**Record extracts:**
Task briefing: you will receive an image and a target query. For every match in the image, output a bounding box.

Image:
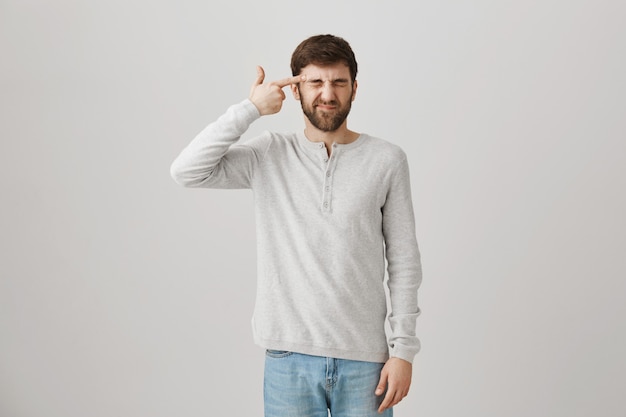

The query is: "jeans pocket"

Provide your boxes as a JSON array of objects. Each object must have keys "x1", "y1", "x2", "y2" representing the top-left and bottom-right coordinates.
[{"x1": 265, "y1": 349, "x2": 293, "y2": 359}]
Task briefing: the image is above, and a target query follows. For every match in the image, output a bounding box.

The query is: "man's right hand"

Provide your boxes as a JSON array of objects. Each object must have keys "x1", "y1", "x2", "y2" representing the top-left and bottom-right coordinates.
[{"x1": 249, "y1": 66, "x2": 306, "y2": 116}]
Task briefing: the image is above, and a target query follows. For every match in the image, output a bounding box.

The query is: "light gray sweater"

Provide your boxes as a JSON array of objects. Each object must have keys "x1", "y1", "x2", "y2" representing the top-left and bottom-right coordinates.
[{"x1": 171, "y1": 99, "x2": 421, "y2": 362}]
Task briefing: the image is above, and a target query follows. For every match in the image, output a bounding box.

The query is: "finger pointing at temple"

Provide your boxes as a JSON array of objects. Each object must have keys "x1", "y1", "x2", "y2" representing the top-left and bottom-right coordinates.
[{"x1": 249, "y1": 66, "x2": 305, "y2": 116}]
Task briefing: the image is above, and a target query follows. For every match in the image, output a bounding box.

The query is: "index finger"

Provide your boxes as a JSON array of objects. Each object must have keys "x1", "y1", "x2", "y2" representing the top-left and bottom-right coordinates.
[{"x1": 272, "y1": 75, "x2": 306, "y2": 88}]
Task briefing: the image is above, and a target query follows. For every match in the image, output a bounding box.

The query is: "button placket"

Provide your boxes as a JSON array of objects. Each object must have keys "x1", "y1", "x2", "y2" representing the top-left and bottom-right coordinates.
[{"x1": 322, "y1": 144, "x2": 337, "y2": 212}]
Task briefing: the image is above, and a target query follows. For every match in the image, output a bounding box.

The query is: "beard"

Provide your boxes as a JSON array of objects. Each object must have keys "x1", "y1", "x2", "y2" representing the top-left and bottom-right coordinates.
[{"x1": 300, "y1": 90, "x2": 352, "y2": 132}]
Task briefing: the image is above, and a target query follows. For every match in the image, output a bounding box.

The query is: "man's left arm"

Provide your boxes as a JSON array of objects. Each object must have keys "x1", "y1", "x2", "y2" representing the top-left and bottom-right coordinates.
[{"x1": 376, "y1": 153, "x2": 422, "y2": 412}]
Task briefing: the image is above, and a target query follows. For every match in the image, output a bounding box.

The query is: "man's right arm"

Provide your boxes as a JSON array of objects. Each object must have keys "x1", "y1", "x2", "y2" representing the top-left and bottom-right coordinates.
[{"x1": 170, "y1": 67, "x2": 302, "y2": 188}]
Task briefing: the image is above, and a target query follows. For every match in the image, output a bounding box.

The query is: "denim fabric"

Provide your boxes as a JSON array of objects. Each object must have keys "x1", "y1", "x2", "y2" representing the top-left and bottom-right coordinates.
[{"x1": 263, "y1": 350, "x2": 393, "y2": 417}]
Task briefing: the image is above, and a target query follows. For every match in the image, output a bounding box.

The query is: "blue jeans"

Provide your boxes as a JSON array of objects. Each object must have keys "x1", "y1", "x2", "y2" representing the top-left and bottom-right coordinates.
[{"x1": 263, "y1": 350, "x2": 393, "y2": 417}]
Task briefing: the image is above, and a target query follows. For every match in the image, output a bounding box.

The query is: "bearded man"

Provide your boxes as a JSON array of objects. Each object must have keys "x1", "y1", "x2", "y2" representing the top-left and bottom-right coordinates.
[{"x1": 171, "y1": 35, "x2": 421, "y2": 417}]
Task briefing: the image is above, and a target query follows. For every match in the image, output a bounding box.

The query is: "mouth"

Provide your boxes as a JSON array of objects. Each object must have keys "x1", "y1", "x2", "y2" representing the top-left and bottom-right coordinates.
[{"x1": 315, "y1": 104, "x2": 337, "y2": 111}]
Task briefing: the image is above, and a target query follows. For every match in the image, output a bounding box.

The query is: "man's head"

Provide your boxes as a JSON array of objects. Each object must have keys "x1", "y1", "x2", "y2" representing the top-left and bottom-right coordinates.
[
  {"x1": 291, "y1": 35, "x2": 357, "y2": 132},
  {"x1": 291, "y1": 35, "x2": 357, "y2": 83}
]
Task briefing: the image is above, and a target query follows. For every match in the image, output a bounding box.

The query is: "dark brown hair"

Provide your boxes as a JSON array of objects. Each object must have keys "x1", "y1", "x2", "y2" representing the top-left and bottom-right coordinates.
[{"x1": 291, "y1": 35, "x2": 357, "y2": 82}]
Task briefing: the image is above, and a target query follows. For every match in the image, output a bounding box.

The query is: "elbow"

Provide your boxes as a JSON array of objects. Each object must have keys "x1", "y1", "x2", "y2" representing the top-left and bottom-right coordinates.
[{"x1": 170, "y1": 161, "x2": 201, "y2": 187}]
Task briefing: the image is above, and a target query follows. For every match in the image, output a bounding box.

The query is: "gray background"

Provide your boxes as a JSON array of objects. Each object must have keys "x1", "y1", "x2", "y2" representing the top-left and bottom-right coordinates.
[{"x1": 0, "y1": 0, "x2": 626, "y2": 417}]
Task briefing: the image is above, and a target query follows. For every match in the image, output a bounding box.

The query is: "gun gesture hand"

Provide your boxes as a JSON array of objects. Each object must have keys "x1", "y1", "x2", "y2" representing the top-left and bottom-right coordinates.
[{"x1": 249, "y1": 66, "x2": 306, "y2": 116}]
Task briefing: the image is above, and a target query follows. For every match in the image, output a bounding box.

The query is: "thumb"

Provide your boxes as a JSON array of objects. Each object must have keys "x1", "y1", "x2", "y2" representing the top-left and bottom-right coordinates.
[
  {"x1": 374, "y1": 370, "x2": 387, "y2": 395},
  {"x1": 253, "y1": 65, "x2": 265, "y2": 86}
]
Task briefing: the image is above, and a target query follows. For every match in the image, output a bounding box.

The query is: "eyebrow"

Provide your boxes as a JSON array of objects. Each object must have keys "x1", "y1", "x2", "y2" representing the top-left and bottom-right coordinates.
[{"x1": 306, "y1": 78, "x2": 349, "y2": 83}]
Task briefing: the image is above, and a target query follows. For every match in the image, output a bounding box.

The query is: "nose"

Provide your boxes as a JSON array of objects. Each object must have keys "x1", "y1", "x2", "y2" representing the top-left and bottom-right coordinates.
[{"x1": 320, "y1": 81, "x2": 335, "y2": 101}]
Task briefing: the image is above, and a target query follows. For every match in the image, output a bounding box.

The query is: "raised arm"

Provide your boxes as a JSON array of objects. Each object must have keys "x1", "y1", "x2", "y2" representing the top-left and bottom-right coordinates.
[{"x1": 170, "y1": 67, "x2": 303, "y2": 188}]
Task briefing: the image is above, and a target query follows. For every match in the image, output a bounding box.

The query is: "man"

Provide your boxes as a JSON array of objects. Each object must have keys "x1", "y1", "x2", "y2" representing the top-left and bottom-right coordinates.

**Given instruction:**
Extract each line of the material above that contains the string "gray".

**Result for this task:**
The query is: "light gray sweater"
The query is: "gray background"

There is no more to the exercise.